Parts of the exercise –
A) Copy the pork trade article between "The 25 percent" and "and South Korea.", inclusive, swapping "tariff" for "levy".
B) Resume the pork trade article after its final sentence.

Exercise passage –
U.S. pork producers and meatpackers could soon get a glimpse of the future under the three free-trade agreements quickly approaching approval in Congress. The three FTAs could add $163 million a year to Iowa’s $21 billion farm economy when fully implement. Pork producers are expected to see the biggest impact, according to the American Farm Bureau Federation.
The Des Moines Register reports that the trade agreement with Korea in particular is expected to be a boon to the U.S. pork industry. Prices for pork have soared in recent months, and many producers have expanded their herds. This expansion is partly due to South Korea temporarily lifting its duty on pork imports following a devastating outbreak of foot-and-mouth disease earlier this year.
The 25 percent duty will return ounce South Korea farms return to normal, but the tariff would eventually go away for good under the pending trade agreement between the U.S. and South Korea.

[Collection entries]

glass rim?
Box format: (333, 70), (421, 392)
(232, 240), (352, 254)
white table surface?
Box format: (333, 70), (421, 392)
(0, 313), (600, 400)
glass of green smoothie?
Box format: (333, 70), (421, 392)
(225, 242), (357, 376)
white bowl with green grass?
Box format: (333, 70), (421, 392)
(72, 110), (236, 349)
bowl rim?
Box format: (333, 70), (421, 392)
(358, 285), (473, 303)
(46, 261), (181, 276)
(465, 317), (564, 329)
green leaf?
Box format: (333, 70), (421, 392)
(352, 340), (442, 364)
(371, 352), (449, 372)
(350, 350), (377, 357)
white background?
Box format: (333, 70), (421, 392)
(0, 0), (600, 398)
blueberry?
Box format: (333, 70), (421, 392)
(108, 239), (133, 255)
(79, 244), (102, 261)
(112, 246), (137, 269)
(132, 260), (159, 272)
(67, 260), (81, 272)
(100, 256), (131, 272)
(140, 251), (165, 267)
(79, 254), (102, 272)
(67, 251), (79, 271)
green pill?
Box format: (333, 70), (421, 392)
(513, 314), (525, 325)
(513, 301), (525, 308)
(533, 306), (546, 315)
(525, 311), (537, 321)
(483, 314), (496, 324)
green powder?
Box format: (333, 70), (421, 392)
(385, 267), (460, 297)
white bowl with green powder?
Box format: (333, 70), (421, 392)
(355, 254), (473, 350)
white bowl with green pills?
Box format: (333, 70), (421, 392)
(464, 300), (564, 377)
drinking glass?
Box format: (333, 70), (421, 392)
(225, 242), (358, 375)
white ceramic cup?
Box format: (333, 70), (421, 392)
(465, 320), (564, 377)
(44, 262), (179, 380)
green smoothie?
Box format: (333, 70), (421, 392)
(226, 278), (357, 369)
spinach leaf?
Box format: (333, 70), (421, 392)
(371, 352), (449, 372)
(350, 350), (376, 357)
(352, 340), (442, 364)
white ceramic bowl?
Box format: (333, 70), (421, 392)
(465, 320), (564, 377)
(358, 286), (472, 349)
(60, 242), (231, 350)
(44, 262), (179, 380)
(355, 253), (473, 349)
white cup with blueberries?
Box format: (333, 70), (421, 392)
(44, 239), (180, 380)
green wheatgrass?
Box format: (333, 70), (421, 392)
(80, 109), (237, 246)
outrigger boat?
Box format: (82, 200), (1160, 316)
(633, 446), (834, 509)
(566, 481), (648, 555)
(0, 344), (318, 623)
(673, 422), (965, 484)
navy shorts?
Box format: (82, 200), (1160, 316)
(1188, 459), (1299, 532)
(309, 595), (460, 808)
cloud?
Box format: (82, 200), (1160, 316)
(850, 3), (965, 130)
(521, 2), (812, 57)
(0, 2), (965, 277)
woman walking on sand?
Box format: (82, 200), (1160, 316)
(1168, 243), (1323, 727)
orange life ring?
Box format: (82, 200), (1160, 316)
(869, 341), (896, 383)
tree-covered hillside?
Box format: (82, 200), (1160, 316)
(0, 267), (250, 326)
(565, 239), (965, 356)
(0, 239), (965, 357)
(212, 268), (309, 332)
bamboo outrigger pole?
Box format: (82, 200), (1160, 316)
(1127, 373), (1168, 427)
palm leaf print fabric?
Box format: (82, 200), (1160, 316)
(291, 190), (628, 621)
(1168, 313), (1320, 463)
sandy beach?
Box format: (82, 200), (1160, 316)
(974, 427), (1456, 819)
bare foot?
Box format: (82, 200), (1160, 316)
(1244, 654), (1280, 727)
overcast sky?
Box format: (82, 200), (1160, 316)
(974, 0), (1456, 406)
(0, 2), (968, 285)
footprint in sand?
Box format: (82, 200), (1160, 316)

Results for the exercise –
A)
The 25 percent duty will return ounce South Korea farms return to normal, but the levy would eventually go away for good under the pending trade agreement between the U.S. and South Korea.

B)
According to Iowa State University economist Dermot Hayes, who has been advising the National Pork Producers Council on the trade deals, the pork industry has a positive export outlook.
“The pork industry has the opportunity to expand because of the exports,” Hayes said in the article. “That’s exactly what’s happening right now.
If the trade deal is approved, most U.S. pork can enter South Korea duty-free in 2016. South Korea’s 40 percent tariff on beef will be phased out over 15 years.
The overall economic impact of the FTAs would appear relatively small, but the surge in pork exports to South Korea this year illustrates the impact that removing trade barriers can often have on exports and the farms and business that produce the products.